> The task
Return the entries below verbatim. Pictures stay out.

Extracted data entries
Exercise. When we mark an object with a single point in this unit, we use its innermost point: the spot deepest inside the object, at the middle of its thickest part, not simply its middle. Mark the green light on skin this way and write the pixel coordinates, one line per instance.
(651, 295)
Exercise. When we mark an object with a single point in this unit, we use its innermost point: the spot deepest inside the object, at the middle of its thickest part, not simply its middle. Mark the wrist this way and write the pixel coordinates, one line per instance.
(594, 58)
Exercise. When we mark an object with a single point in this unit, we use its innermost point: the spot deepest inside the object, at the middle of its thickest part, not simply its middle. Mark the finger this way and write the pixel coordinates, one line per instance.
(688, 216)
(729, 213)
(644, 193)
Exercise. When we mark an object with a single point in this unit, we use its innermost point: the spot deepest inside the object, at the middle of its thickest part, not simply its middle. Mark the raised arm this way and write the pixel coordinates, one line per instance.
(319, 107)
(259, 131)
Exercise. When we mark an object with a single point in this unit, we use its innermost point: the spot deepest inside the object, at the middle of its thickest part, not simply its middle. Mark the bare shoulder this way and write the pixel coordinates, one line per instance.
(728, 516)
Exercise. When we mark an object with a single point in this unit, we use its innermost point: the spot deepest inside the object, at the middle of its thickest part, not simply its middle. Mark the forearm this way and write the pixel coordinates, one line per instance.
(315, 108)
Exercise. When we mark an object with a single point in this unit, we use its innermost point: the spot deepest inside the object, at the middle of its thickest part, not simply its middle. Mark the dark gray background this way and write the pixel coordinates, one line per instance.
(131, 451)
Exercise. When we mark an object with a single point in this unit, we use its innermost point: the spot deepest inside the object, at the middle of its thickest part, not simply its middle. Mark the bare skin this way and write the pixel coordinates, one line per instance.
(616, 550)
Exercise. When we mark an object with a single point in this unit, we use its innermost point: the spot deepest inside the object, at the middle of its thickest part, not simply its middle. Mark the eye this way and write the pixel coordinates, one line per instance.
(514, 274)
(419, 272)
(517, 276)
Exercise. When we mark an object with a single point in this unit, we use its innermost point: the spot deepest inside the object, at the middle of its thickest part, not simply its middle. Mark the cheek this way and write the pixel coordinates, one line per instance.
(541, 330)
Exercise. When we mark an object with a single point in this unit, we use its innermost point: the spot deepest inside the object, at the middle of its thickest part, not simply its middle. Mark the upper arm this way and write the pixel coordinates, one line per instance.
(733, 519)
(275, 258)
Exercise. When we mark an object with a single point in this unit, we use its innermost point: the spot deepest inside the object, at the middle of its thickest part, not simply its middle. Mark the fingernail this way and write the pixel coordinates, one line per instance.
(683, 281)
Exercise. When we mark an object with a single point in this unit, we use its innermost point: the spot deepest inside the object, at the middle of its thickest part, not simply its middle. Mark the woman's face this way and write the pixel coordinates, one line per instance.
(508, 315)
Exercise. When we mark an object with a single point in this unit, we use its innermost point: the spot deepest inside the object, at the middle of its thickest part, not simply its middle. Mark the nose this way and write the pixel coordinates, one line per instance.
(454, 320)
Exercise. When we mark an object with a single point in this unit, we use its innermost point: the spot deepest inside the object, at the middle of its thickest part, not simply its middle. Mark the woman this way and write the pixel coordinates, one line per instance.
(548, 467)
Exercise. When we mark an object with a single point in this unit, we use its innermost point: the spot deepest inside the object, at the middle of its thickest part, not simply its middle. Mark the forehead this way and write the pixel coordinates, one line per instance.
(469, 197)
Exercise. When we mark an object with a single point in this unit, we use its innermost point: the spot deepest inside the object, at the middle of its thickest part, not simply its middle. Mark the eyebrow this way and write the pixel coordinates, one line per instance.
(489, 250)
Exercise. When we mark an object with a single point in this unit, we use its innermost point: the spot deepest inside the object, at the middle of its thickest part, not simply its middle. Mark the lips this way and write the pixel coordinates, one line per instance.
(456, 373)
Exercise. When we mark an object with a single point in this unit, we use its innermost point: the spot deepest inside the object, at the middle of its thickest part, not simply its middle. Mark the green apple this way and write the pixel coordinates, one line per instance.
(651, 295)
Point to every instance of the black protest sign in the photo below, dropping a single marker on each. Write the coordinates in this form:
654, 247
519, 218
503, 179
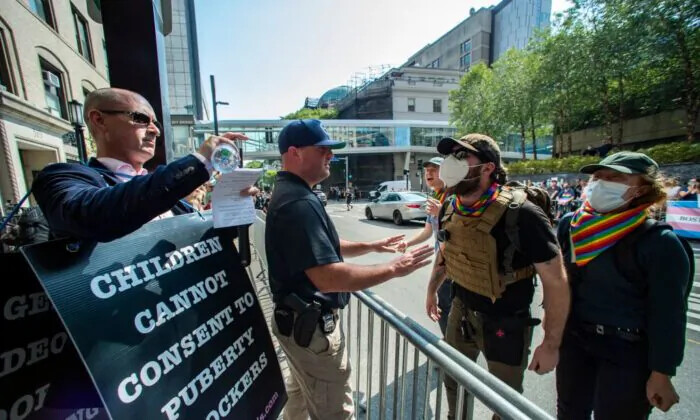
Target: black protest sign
41, 374
166, 321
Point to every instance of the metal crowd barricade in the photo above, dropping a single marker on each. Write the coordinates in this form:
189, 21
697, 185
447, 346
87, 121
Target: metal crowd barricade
384, 388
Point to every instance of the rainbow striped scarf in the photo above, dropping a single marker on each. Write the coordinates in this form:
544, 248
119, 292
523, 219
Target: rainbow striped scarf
592, 233
479, 207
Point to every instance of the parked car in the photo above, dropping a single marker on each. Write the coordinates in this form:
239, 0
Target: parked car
321, 196
398, 207
389, 186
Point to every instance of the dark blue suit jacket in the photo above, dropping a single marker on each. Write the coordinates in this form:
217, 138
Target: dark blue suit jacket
91, 203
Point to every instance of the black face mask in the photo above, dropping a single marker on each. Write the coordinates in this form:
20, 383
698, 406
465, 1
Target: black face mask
470, 183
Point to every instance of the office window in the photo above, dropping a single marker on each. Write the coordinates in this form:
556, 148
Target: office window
54, 92
465, 47
42, 8
5, 75
82, 35
465, 61
104, 50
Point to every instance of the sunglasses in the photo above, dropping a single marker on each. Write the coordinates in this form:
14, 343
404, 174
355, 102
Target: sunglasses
136, 117
462, 153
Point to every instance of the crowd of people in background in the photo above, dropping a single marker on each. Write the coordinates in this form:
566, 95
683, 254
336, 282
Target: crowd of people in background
566, 196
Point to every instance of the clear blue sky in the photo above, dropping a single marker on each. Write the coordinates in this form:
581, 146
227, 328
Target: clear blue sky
269, 55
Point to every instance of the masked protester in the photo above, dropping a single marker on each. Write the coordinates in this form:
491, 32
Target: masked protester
625, 334
492, 274
431, 170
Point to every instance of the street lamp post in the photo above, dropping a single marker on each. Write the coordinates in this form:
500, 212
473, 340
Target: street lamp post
215, 104
75, 111
347, 168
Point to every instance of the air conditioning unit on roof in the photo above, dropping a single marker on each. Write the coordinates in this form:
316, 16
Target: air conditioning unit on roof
51, 79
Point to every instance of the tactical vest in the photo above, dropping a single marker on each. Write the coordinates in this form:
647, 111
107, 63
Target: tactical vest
470, 252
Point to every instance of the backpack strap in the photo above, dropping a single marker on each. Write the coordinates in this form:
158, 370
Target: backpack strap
494, 212
512, 231
445, 214
626, 255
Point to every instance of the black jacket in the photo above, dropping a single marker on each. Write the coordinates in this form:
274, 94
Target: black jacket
91, 203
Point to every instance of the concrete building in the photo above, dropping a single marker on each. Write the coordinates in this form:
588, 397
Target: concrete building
419, 89
407, 93
184, 81
51, 53
485, 35
375, 151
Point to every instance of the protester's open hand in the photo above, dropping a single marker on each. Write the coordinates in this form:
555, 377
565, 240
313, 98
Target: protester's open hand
207, 148
401, 247
431, 307
412, 260
545, 359
660, 391
432, 207
387, 244
250, 191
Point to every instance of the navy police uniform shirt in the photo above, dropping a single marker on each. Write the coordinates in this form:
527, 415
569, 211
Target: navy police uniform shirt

> Exercise result
Exercise. When we mark an object with a single point in this unit, we use its innermost point: the spot deepest inside the object, at the middle of its thickest part, not simply its middle. Mark the green light on skin this way and write the pixel coordinates, one line per instance.
(651, 295)
Exercise. When we mark an object with a single point in this unit, we use its innermost point: the spot deepest inside the object, at the middle of its thickest part, not simply its middle. Mark the wrist this way and write the pixel coordinates, one line per instance.
(594, 58)
Exercise. When we mark an object with a single point in this unit, we use its innermost point: the spot deepest inside the object, at the middle of its thickest part, not simply its middle. Mark the finger this way and write the pixel coordinates, one line per instance.
(688, 216)
(729, 213)
(644, 193)
Exercise. When we mark an object with a single point in this unit, we use its innermost point: the spot deepest inside the object, at the middle of its thickest part, not simply its middle. Mark the raised arm this way and write the pixel coordinates, one line per instance.
(319, 107)
(259, 131)
Exercise. When we mark an object with a single point in this unit, we use its innermost point: the spot deepest inside the object, at the middle of its thickest part, not simply its middle. Mark the bare shoulder this way and write the pixel coordinates, one line per instance.
(728, 516)
Exercise. When we mark an object with a single point in this unit, we use its innermost point: the spot deepest inside the object, at the middle of its thickest part, not simply its middle. Mark the forearm this way and write the pixel coordinates, one line per instance.
(315, 108)
Exercise. When we mark an object with a single point in this unit, we use its innermost point: the spot deepest inside the object, at the middle of its thickest part, not simply its middle. Mark the dark gray background this way and write the pixel coordinates, one line per instance.
(131, 451)
Exercise. When we mark an object with a single point in this unit, we use its innermost point: the spot deepest inside the object, at the middle of its thickest part, not simply its middle. Mark the bare skin this way and write the pixel coordinates, one line per instance.
(616, 550)
Exercise. When we mark an object with a single point in this unit, we use its innermost point: the spot deepest inside the object, at the middle of its thickest part, not simply its middle. Mark the eye this way and write the pixel coordinates, one line per instance.
(514, 274)
(419, 272)
(517, 276)
Exercise. When we mark an object with a single point in this unit, we use its innermost point: the spot deepest inside the object, at the middle of its thickest part, not simply its middle. Mark the cheek this way and write the pixel coordinates, one line per instance.
(541, 330)
Exercise. When we mark an object with a single point in this unit, we use its innermost point: the spot deepest inside the object, at the middle of its thickest part, not simply its middle. Mark the upper arm this way and write the pixel coordinates, one line per instance.
(733, 519)
(275, 258)
Exercise. When we mark an object with a single point in this unit, we use its innermost point: the spot deepest inside the object, at the middle of its thickest part, not simply its middle. Mark the fingernail this way and write the pixel coordinates, one line per instance.
(683, 281)
Exercise. When we mark an object with a single point in this unit, we use its innermost point: the spot deepest inside the object, at the middle of its thickest part, not simply its middle. Mark the woman's face this way and write the pixel coordinates, one line per instance.
(508, 315)
Exercise. When we mark an object with a single point in this unit, we use its innermost point: the spot deepest inside the object, at the middle of its thickest part, not simply its middle. Mark the nose this way and write the pixel coordinates, one line per instance.
(454, 320)
Exercise. When we mark an object with a single point in this unit, we use its innermost point: the spot deepest inside the object, at the middle of its thickest part, not simply its middle. Mark the woman this way and write the pixel coordinates, one line per instance.
(548, 467)
Exercise. When we mark an object with a single point in this unit, we use its innermost point: the spot deepest inside the object, at the middle of its thickest part, not simply its middle. Mark the forehead this way and write the pixel coordinates, one line per instance.
(469, 197)
Exercise. When we mark an object with a single point in this unit, we use its innermost point: the spot deepest inside the object, at the middle of its thickest part, not simply its middle. Mark the eyebrow this way and write the pixel coordinates, one line per instance.
(489, 250)
Exercise. When we mark an object with a single point in this unit, we use its innermost point: the spot deepest inside the object, at the middle of its thickest part, not simply its middle. Mark the lips this way and write the pixel coordinates, one line per instance.
(456, 373)
Exercise. When we mark an object with a single point in this unit, we use its innermost point: the spot deepest inside the object, at the middle of its thickest part, not simply its middle. Mark the green apple this way and write the pixel coordinates, one line per instance.
(651, 295)
Point to every instance of the black protest sign in the photo below, dropping a single marker on each. Write the coordinates in this form:
654, 247
519, 218
503, 179
Target: black protest sign
41, 374
166, 321
Point to every instance of the metal crowd barricade in the photo above, dropping a single marker on each. Write the coordinates in this form:
189, 21
697, 185
447, 346
87, 121
Target: metal crowd barricade
384, 388
Point to every instance of the rainbow striped scarf in the photo above, dropping a single marker on each. Write the coordinates in this form:
544, 248
119, 292
523, 219
Target: rainbow striped scarf
592, 233
479, 207
Point to every instance of the parked car in the photo above, dropping a single marker on each. Write the coordinates in this form:
239, 0
Target: parked car
321, 196
398, 207
389, 186
Point to every instance of the dark blue suit jacket in the photo above, dropping a single marker on each. Write the coordinates in this form:
217, 138
Target: dark blue suit jacket
91, 203
Point to every instance of the black face mask in the photo above, dropping a single marker on each. Write the coordinates in this form:
20, 383
698, 406
465, 1
Target: black face mask
470, 183
Point to every instance of the office window in the photo above, dropping a single marker on each. Write the coordinates in this form:
556, 148
Target: office window
54, 92
465, 47
42, 8
5, 75
82, 35
465, 61
104, 50
Point to every instance of the sunglasses in the photo above, dropping a single marker on each. Write the coordinates in this form:
14, 343
404, 174
355, 102
Target: sunglasses
136, 117
462, 153
Point to every instance of the crowd of people in background in the photo above, dropping a single marker on each. Write the coordinates in this form:
566, 95
683, 254
336, 282
Target: crowd of people in background
566, 196
Point to every instance of the clear blue sky in the photo above, dropping a single marker on each. Write the coordinates in this form:
581, 146
227, 328
Target: clear blue sky
269, 55
Point to every instance of the masked protester in the photo above, dropping a single marker on each. Write the coordinates in this form:
491, 32
Target: masked protester
625, 334
492, 274
431, 170
Point to every instance of the street lamp post in the photo above, dropping a single marker on each. Write the coordinates in this form:
500, 212
473, 340
Target: street lamp post
215, 104
75, 111
347, 168
Point to every instance of the air conditioning unit on roof in the photo above, dropping a single marker on each. Write the coordinates in this form:
316, 16
Target: air conditioning unit on roof
51, 79
Point to every instance of the tactical vest in the photo above, dropping a single marker on each. Write the coordinates in this form:
647, 111
107, 63
Target: tactical vest
470, 252
Point to every instance of the backpack strap in the photo above, dropping a single marker on each. Write the coordinates in this form:
158, 370
Target: backpack strap
494, 212
512, 231
445, 214
626, 255
Point to every instance of the black jacket in the photo above, dropping a single marker on each. Write the coordinates in this form:
274, 94
Target: black jacket
91, 203
Point to every instance of the concrete building in the photo above, dropping a single marker on each. Write the coordinates in this form:
588, 397
Target: concrete building
419, 89
407, 93
184, 81
51, 53
485, 35
375, 151
Point to every instance of the protester's open hand in the photo above, dropping a single marker on each. Write the coordinates in this form:
555, 377
565, 240
313, 98
Target: protester's open hand
207, 148
401, 247
431, 307
412, 260
545, 359
660, 391
432, 207
387, 244
250, 191
Point to every instance of the navy police uniform shirt in the photo above, dropping a single marker on each. Write the coordinates in this form:
527, 415
569, 211
Target: navy police uniform shirt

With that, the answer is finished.